◆ Requirement ◆
Below you will find a set of lines. Repeat them all exactly.

◆ Given data ◆
^^^^

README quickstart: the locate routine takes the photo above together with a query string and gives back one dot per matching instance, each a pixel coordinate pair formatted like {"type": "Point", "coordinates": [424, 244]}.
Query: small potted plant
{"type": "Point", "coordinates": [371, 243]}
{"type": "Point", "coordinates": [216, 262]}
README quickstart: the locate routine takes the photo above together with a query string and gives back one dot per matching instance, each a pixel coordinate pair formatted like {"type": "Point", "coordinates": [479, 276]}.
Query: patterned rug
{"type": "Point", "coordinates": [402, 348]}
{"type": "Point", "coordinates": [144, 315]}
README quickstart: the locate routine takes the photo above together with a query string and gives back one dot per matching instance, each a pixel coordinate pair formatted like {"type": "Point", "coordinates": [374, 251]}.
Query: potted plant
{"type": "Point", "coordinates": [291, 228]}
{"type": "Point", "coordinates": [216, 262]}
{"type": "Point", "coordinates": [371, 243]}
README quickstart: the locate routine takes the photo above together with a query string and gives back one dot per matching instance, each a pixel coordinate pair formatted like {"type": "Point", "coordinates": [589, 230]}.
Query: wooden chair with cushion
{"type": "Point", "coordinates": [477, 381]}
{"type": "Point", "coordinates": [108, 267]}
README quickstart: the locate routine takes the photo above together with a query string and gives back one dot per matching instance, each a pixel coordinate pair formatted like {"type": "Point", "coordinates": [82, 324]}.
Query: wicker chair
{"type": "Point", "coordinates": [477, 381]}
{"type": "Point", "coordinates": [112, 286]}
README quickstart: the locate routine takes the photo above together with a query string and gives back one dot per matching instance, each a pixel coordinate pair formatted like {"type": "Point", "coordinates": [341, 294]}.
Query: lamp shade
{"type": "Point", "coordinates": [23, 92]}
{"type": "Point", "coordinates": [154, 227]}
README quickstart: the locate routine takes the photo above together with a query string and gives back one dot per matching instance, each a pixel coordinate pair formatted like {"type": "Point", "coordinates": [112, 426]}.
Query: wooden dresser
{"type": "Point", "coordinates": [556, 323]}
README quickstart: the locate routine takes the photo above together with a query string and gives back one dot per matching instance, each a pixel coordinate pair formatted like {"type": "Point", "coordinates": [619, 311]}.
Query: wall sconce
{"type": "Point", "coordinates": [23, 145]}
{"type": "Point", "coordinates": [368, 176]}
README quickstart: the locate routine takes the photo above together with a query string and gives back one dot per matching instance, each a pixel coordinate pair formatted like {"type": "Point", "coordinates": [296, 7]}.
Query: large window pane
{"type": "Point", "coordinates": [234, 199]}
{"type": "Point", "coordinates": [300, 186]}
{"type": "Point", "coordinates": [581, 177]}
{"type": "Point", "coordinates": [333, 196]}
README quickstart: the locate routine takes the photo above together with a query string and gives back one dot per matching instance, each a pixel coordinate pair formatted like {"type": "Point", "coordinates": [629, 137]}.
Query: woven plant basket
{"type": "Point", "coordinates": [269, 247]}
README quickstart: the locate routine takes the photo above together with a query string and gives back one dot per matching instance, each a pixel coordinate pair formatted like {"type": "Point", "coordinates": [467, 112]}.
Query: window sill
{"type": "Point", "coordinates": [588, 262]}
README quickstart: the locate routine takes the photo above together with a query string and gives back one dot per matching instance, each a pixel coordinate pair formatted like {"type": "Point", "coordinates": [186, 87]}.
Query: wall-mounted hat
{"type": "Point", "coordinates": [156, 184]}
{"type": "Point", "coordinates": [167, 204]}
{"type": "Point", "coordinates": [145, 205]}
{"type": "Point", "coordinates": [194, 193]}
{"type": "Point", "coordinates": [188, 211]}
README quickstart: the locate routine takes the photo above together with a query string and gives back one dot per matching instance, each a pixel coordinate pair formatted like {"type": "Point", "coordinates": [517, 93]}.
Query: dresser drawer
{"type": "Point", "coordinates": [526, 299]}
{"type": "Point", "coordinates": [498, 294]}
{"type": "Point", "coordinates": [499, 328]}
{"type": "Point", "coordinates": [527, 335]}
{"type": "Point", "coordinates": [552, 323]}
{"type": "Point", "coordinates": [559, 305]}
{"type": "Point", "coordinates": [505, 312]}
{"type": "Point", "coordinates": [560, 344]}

^^^^

◆ Exercise result ◆
README quickstart: the locate routine takes the photo above together with a query string and gives back one dot per matching instance, each a pixel coordinate pair formatted like {"type": "Point", "coordinates": [424, 244]}.
Query: small potted plant
{"type": "Point", "coordinates": [371, 243]}
{"type": "Point", "coordinates": [216, 262]}
README quickstart: the locate routine takes the photo above together with a query string and gives back one dot per matching instance, each a pixel coordinate pair formatted like {"type": "Point", "coordinates": [479, 276]}.
Query: patterned rug
{"type": "Point", "coordinates": [402, 348]}
{"type": "Point", "coordinates": [144, 315]}
README quickstart: the locate routine takes the photo above together with a query string and gives back one dot per matching instance, each a pixel coordinate pair formatted like {"type": "Point", "coordinates": [374, 251]}.
Query: potted plant
{"type": "Point", "coordinates": [291, 228]}
{"type": "Point", "coordinates": [216, 262]}
{"type": "Point", "coordinates": [371, 243]}
README quickstart: the locate routine takes the photo above together with a query string and gives back one dot per matching instance, each a pixel coordinate pair formatted like {"type": "Point", "coordinates": [589, 230]}.
Query: wooden chair with cushion
{"type": "Point", "coordinates": [477, 381]}
{"type": "Point", "coordinates": [108, 267]}
README quickstart: the locate routine takes the photo above together with a query string and gives back one dot per matching instance, each a pixel coordinate pair formatted like {"type": "Point", "coordinates": [82, 324]}.
Query: wicker chair
{"type": "Point", "coordinates": [477, 381]}
{"type": "Point", "coordinates": [112, 286]}
README quickstart: the locate routine takes the photo above together with a query string and gives back one dot per matching instance, each a pixel coordinate pair formatted like {"type": "Point", "coordinates": [341, 294]}.
Query: lamp shade
{"type": "Point", "coordinates": [23, 92]}
{"type": "Point", "coordinates": [154, 227]}
README quickstart: the locate routine takes the photo above together with a query string and gives back one dot per matching instance, each a pixel coordinate pair formatted like {"type": "Point", "coordinates": [112, 426]}.
Query: wooden dresser
{"type": "Point", "coordinates": [556, 323]}
README quickstart: the locate routine takes the photo above together with a query string and gives back one dot per matching instance, each a pixel coordinate pair formatted like {"type": "Point", "coordinates": [619, 311]}.
Query: wall sconce
{"type": "Point", "coordinates": [23, 145]}
{"type": "Point", "coordinates": [368, 176]}
README quickstart: the locate routine takes the photo above together with a query string and gives back one dot per matching instance, each a pixel coordinate pair formatted like {"type": "Point", "coordinates": [296, 7]}.
Query: large window pane
{"type": "Point", "coordinates": [234, 199]}
{"type": "Point", "coordinates": [300, 186]}
{"type": "Point", "coordinates": [581, 177]}
{"type": "Point", "coordinates": [333, 196]}
README quickstart: the locate routine takes the photo above together with a query string and gives back one dot per matching instance, each a pixel coordinate pair formatted like {"type": "Point", "coordinates": [629, 137]}.
Query: woven plant basket
{"type": "Point", "coordinates": [269, 247]}
README quickstart: the locate routine takes the photo above together with a query string and gives back one dot per matching instance, each a pixel coordinate pair formatted like {"type": "Point", "coordinates": [467, 112]}.
Query: window sill
{"type": "Point", "coordinates": [588, 262]}
README quickstart: the locate routine takes the photo above together with a query string and gives back one dot per matching instance, each a pixel coordinate pair formatted like {"type": "Point", "coordinates": [186, 87]}.
Query: wall-mounted hat
{"type": "Point", "coordinates": [156, 184]}
{"type": "Point", "coordinates": [167, 204]}
{"type": "Point", "coordinates": [145, 205]}
{"type": "Point", "coordinates": [194, 193]}
{"type": "Point", "coordinates": [188, 211]}
README quickstart: the locate routine takes the photo above together with a query string and gives back one dot per matching instance, each a pixel coordinate pair formatted like {"type": "Point", "coordinates": [517, 93]}.
Query: dresser drawer
{"type": "Point", "coordinates": [526, 299]}
{"type": "Point", "coordinates": [498, 294]}
{"type": "Point", "coordinates": [499, 328]}
{"type": "Point", "coordinates": [527, 335]}
{"type": "Point", "coordinates": [552, 323]}
{"type": "Point", "coordinates": [559, 305]}
{"type": "Point", "coordinates": [505, 312]}
{"type": "Point", "coordinates": [560, 344]}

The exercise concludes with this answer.